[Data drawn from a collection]
• • • • •

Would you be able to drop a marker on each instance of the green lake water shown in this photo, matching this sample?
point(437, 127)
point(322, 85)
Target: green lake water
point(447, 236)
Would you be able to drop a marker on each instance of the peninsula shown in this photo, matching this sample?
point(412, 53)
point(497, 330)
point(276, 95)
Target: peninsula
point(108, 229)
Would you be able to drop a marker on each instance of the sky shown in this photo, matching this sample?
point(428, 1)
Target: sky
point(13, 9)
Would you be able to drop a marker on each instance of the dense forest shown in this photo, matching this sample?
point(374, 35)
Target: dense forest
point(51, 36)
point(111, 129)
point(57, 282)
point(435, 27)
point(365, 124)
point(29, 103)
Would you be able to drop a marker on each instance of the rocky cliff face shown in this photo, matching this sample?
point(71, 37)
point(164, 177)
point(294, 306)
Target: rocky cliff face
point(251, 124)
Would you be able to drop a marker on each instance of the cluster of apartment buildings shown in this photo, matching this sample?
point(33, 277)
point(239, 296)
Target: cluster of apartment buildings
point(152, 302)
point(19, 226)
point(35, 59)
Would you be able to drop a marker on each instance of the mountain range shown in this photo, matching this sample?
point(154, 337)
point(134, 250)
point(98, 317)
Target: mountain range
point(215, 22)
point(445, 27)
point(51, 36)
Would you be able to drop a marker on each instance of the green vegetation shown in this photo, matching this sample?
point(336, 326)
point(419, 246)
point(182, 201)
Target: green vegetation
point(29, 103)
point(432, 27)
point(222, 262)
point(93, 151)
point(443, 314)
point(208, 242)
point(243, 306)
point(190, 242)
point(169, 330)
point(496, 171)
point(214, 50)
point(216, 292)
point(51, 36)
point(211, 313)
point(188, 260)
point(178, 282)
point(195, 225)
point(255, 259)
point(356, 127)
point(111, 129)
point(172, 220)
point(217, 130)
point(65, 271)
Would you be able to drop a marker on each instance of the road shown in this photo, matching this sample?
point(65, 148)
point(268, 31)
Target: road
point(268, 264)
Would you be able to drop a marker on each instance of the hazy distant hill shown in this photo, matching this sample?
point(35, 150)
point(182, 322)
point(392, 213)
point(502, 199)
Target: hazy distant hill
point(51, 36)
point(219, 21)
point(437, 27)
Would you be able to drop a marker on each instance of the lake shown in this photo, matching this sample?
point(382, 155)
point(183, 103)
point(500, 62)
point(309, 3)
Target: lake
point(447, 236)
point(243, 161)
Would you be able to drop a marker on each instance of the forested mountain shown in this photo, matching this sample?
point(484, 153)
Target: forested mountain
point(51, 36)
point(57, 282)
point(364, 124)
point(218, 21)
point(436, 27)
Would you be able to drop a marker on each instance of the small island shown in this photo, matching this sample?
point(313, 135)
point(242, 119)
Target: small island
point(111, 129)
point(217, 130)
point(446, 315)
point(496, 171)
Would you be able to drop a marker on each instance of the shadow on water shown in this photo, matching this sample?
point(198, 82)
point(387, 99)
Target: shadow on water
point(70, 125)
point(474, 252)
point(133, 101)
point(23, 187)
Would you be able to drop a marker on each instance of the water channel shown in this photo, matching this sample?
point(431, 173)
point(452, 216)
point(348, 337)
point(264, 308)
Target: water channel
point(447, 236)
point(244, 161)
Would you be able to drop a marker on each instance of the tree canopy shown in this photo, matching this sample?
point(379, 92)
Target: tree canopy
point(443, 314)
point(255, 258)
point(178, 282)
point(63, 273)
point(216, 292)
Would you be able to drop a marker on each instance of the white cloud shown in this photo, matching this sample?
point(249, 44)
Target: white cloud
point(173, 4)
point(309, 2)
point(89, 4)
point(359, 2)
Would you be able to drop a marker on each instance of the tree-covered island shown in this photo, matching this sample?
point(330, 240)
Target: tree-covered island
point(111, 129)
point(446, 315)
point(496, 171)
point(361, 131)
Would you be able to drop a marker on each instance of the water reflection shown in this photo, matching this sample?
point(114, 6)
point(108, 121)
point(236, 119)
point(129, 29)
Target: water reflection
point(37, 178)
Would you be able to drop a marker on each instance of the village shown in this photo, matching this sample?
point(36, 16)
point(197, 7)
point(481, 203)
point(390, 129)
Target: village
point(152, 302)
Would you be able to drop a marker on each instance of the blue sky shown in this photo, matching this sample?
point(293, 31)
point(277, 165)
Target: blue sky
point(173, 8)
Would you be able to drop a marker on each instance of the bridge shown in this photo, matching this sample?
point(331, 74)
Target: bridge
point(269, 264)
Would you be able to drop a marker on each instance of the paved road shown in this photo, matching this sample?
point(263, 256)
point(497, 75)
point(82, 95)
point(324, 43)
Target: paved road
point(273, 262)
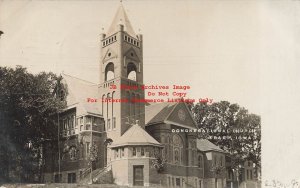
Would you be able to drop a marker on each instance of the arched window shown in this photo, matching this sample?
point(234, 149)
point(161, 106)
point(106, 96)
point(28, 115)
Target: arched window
point(128, 104)
point(177, 149)
point(132, 107)
point(131, 71)
point(109, 71)
point(72, 153)
point(200, 161)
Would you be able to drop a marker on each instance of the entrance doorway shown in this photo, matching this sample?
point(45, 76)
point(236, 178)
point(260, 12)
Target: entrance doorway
point(71, 177)
point(138, 175)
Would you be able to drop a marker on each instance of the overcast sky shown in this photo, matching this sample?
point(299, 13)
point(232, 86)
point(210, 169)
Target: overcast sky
point(246, 52)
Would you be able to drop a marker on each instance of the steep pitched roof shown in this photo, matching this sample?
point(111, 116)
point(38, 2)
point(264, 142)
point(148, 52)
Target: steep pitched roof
point(135, 135)
point(167, 112)
point(158, 112)
point(205, 145)
point(78, 92)
point(121, 18)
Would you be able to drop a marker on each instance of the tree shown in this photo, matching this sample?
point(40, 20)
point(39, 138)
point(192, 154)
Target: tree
point(221, 120)
point(27, 106)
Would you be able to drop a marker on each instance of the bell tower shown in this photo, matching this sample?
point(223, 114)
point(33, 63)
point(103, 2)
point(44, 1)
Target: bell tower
point(121, 65)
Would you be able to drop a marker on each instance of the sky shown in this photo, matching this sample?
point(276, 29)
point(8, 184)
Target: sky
point(245, 52)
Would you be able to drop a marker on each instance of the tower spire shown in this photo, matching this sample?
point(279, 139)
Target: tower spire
point(121, 18)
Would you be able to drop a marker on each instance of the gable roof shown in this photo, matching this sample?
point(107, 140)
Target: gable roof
point(166, 113)
point(135, 135)
point(205, 145)
point(158, 112)
point(79, 91)
point(121, 18)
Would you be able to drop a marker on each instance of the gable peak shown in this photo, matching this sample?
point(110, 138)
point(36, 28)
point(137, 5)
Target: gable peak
point(121, 18)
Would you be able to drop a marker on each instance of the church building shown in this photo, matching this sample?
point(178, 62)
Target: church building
point(127, 143)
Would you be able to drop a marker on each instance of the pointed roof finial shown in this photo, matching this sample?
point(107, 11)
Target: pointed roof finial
point(121, 18)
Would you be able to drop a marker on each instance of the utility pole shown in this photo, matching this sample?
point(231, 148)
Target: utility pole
point(91, 161)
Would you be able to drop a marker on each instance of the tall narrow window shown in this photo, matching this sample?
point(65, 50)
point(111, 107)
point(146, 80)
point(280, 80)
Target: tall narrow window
point(142, 152)
point(131, 71)
point(108, 124)
point(87, 148)
point(109, 72)
point(134, 151)
point(114, 122)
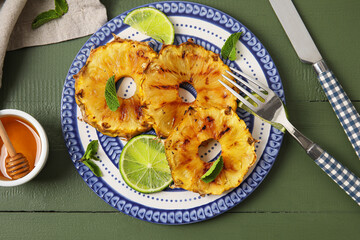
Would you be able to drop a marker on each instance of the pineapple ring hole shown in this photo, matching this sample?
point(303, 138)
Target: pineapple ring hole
point(209, 150)
point(125, 87)
point(187, 92)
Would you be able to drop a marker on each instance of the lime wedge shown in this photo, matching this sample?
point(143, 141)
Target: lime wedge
point(243, 106)
point(153, 23)
point(214, 170)
point(143, 164)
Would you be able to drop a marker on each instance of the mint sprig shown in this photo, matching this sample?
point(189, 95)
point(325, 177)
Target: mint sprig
point(110, 94)
point(214, 170)
point(61, 7)
point(228, 51)
point(89, 155)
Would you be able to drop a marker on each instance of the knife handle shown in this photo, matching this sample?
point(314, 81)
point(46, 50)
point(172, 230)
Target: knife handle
point(343, 108)
point(341, 175)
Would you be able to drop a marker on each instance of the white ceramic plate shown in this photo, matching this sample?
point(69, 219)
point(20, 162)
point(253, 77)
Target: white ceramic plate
point(210, 28)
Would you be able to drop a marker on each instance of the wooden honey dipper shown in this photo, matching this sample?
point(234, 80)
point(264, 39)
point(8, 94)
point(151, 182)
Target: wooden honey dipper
point(16, 164)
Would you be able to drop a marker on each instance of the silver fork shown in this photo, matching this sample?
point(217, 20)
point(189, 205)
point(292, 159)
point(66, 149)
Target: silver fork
point(272, 109)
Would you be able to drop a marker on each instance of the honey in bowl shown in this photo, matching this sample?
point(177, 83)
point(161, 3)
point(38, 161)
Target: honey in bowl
point(25, 140)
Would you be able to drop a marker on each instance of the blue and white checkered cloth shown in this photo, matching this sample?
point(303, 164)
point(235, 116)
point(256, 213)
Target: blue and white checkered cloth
point(341, 175)
point(344, 109)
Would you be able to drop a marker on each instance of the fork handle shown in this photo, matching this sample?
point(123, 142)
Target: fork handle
point(341, 175)
point(341, 104)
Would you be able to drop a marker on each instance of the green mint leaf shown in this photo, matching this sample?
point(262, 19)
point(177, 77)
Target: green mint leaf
point(93, 167)
point(110, 94)
point(228, 51)
point(61, 7)
point(91, 150)
point(44, 18)
point(214, 170)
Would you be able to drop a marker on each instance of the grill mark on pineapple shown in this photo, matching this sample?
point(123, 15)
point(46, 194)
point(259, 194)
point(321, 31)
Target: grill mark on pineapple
point(167, 87)
point(224, 131)
point(105, 125)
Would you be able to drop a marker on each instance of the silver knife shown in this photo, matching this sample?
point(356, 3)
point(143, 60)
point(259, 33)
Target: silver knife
point(308, 53)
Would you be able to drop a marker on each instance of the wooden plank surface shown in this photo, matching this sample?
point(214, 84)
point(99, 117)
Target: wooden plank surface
point(295, 201)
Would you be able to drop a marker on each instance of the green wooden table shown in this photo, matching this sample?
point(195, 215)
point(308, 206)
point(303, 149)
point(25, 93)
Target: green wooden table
point(295, 201)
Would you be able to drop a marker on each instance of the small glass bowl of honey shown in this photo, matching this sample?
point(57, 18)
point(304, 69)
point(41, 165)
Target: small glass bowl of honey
point(28, 137)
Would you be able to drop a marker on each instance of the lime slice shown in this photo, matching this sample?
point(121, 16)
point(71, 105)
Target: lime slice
point(143, 164)
point(214, 170)
point(243, 106)
point(153, 23)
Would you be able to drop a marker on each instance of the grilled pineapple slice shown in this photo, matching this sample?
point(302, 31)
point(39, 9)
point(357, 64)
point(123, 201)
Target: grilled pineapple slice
point(185, 63)
point(200, 125)
point(122, 58)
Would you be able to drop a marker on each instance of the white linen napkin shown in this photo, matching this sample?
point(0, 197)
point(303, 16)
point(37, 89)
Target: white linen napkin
point(83, 18)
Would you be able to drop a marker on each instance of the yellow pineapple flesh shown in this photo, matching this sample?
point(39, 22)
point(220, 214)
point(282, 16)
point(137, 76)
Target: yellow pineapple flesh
point(122, 58)
point(177, 64)
point(198, 126)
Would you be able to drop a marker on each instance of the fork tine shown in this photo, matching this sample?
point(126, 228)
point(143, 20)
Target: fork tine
point(252, 87)
point(243, 100)
point(258, 83)
point(257, 101)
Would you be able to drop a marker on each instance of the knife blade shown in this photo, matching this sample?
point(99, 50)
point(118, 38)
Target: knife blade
point(307, 51)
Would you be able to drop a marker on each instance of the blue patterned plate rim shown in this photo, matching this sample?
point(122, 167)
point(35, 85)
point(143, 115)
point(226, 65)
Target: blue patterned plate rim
point(175, 216)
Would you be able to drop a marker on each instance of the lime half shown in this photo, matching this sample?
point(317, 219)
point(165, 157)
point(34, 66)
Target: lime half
point(152, 22)
point(143, 164)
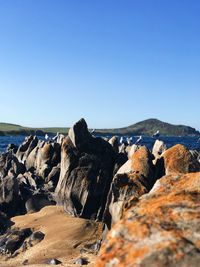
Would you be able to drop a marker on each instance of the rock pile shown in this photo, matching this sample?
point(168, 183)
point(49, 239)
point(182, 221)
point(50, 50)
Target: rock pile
point(149, 201)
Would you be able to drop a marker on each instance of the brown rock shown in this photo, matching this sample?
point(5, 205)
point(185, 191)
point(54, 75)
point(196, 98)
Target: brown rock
point(161, 230)
point(133, 179)
point(177, 159)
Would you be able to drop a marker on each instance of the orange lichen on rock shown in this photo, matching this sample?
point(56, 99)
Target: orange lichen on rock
point(162, 229)
point(178, 159)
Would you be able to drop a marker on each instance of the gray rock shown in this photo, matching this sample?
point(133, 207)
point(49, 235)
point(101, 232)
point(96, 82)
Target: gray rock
point(86, 172)
point(81, 261)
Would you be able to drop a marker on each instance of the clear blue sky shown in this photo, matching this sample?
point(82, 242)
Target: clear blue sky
point(113, 62)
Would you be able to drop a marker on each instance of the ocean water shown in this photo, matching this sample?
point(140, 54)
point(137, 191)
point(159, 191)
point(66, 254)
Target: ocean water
point(189, 141)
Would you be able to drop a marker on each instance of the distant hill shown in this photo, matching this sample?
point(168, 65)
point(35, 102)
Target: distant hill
point(146, 127)
point(150, 126)
point(14, 129)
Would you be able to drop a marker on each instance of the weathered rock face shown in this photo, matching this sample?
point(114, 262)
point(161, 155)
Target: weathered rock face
point(27, 146)
point(114, 143)
point(10, 200)
point(162, 229)
point(159, 148)
point(43, 158)
point(18, 240)
point(133, 179)
point(86, 173)
point(177, 159)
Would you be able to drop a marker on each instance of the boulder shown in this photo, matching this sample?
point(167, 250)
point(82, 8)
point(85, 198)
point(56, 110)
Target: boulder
point(114, 143)
point(176, 159)
point(10, 201)
point(86, 172)
point(13, 240)
point(43, 158)
point(26, 147)
point(158, 149)
point(134, 178)
point(161, 229)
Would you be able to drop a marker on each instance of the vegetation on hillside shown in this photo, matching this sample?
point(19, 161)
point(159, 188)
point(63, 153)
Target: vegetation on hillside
point(146, 127)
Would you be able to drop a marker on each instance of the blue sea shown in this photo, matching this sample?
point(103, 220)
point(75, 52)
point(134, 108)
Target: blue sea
point(190, 142)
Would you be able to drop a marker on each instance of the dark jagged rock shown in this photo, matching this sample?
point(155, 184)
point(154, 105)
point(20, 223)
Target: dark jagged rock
point(9, 195)
point(4, 222)
point(26, 147)
point(158, 149)
point(114, 143)
point(9, 164)
point(12, 148)
point(43, 158)
point(53, 176)
point(135, 178)
point(86, 172)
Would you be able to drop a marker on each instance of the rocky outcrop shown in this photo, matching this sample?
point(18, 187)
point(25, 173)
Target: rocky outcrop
point(10, 200)
point(85, 173)
point(158, 149)
point(177, 159)
point(114, 143)
point(26, 147)
point(134, 178)
point(43, 158)
point(161, 229)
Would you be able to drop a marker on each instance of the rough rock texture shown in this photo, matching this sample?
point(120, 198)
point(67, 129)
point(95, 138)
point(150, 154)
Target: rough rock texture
point(86, 172)
point(10, 200)
point(26, 147)
point(54, 235)
point(114, 143)
point(134, 178)
point(162, 229)
point(43, 158)
point(177, 159)
point(159, 148)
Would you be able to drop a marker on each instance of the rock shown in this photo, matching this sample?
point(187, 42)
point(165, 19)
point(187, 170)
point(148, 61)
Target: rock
point(79, 135)
point(37, 201)
point(25, 149)
point(114, 143)
point(53, 176)
point(177, 159)
point(81, 261)
point(9, 196)
point(159, 148)
point(9, 164)
point(43, 158)
point(54, 262)
point(36, 237)
point(4, 222)
point(60, 138)
point(12, 148)
point(134, 178)
point(13, 240)
point(162, 229)
point(86, 172)
point(132, 150)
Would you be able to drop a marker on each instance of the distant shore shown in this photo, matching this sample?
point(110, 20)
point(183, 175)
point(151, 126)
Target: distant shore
point(146, 128)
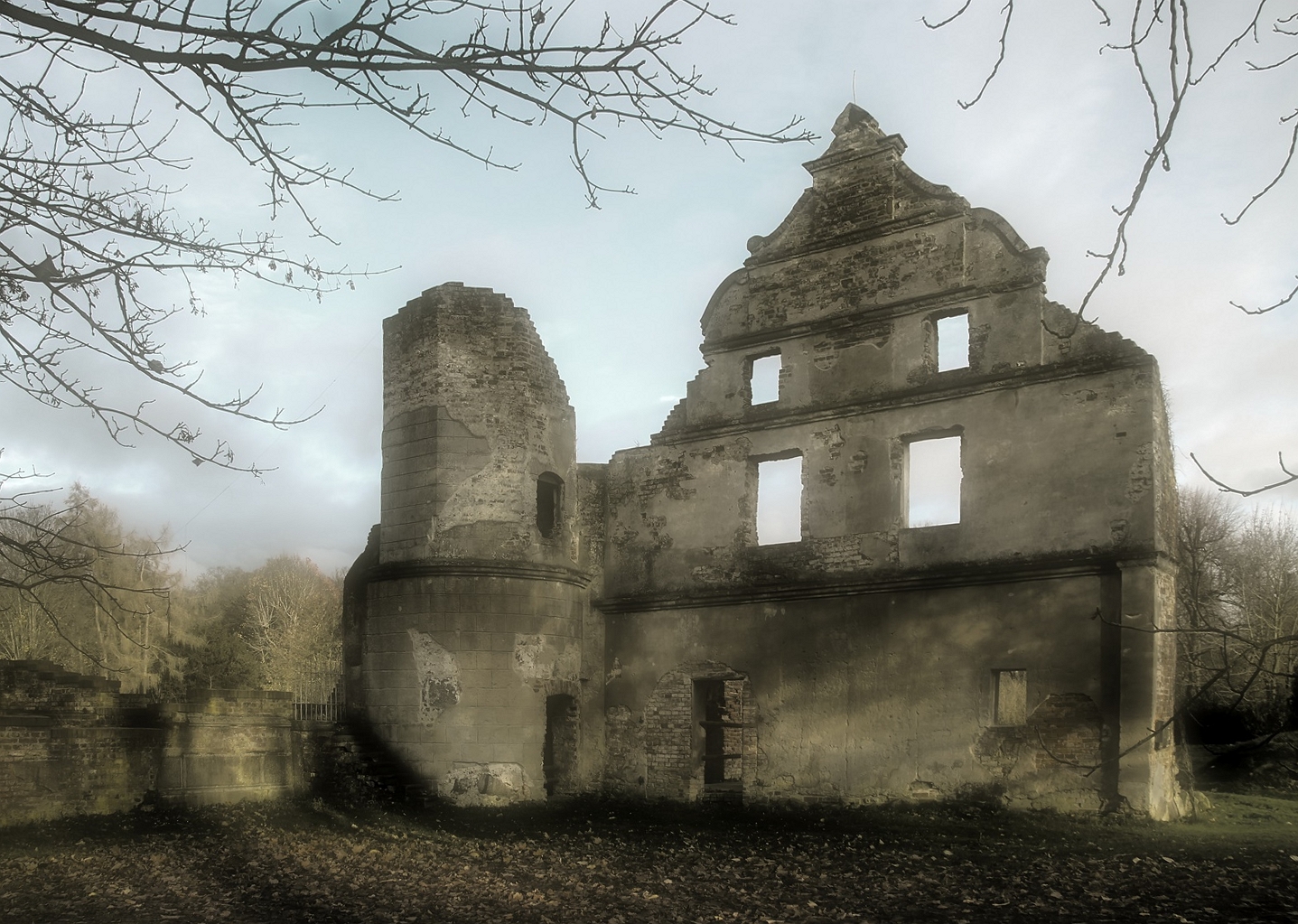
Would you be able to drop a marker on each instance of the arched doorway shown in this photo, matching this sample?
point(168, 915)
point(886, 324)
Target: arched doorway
point(700, 733)
point(558, 754)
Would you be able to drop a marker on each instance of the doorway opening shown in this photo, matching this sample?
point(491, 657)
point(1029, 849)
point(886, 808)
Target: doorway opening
point(719, 713)
point(558, 754)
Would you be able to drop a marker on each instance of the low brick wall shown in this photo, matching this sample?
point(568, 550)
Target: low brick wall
point(71, 744)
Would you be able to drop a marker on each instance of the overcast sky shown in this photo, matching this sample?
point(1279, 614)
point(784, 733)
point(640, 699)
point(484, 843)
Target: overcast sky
point(617, 292)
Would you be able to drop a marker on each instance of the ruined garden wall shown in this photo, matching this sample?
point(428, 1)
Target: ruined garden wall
point(71, 744)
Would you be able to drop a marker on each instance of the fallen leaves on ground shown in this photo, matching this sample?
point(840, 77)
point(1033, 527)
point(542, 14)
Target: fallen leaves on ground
point(609, 863)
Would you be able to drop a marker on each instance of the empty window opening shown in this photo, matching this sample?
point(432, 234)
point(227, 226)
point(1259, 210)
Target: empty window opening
point(779, 501)
point(549, 504)
point(953, 341)
point(719, 704)
point(933, 481)
point(763, 379)
point(558, 753)
point(1012, 698)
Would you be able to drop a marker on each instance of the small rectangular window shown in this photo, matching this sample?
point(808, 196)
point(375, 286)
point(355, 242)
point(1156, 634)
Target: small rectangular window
point(933, 478)
point(765, 379)
point(1012, 698)
point(953, 341)
point(779, 501)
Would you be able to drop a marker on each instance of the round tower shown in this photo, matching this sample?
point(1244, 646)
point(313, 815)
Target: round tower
point(472, 631)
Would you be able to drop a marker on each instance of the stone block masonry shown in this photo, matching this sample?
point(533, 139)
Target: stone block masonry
point(71, 745)
point(967, 574)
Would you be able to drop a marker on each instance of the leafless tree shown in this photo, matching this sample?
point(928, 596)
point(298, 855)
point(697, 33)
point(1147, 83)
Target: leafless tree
point(1176, 50)
point(89, 222)
point(294, 618)
point(98, 251)
point(1237, 611)
point(78, 590)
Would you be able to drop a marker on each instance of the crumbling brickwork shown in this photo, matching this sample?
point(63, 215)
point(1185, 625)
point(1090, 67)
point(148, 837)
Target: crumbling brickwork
point(862, 649)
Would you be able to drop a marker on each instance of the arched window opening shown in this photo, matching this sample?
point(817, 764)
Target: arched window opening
point(549, 504)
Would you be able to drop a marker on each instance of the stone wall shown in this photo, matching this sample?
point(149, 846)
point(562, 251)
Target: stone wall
point(871, 651)
point(71, 744)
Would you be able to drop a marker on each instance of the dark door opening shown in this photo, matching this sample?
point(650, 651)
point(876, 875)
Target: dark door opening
point(558, 754)
point(721, 705)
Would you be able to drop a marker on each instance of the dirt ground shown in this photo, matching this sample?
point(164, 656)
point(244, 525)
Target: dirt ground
point(611, 863)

• • • • •

Quote the items word for word, starting with the line that contains "peak shown in this photo, matching this sample?" and going on through the line that contains "point(114, 122)", including both of those lines.

SOLUTION FOR THIS TASK:
Would you be able to drop a marker on each instance of the gable peak shown in this photo, matching this sample?
point(110, 138)
point(36, 28)
point(137, 5)
Target: gable peak
point(121, 18)
Would you be able to drop a marker on each instance of the church building shown in this photo, matching this sample?
point(178, 62)
Target: church building
point(127, 143)
Would you be able to drop a marker on each instance of the pointed roof finial shown in this photo, matching this sample?
point(107, 11)
Target: pointed roof finial
point(121, 18)
Would you be able to drop a marker on each instance of the utility pole shown in this photo, matching this sample?
point(231, 148)
Target: utility pole
point(91, 161)
Would you be able to drop a marker on each instance of the tall narrow window shown in this photo, matching this sample?
point(65, 50)
point(111, 107)
point(146, 80)
point(280, 80)
Target: tall narrow window
point(142, 152)
point(131, 71)
point(108, 124)
point(87, 148)
point(109, 72)
point(134, 151)
point(114, 122)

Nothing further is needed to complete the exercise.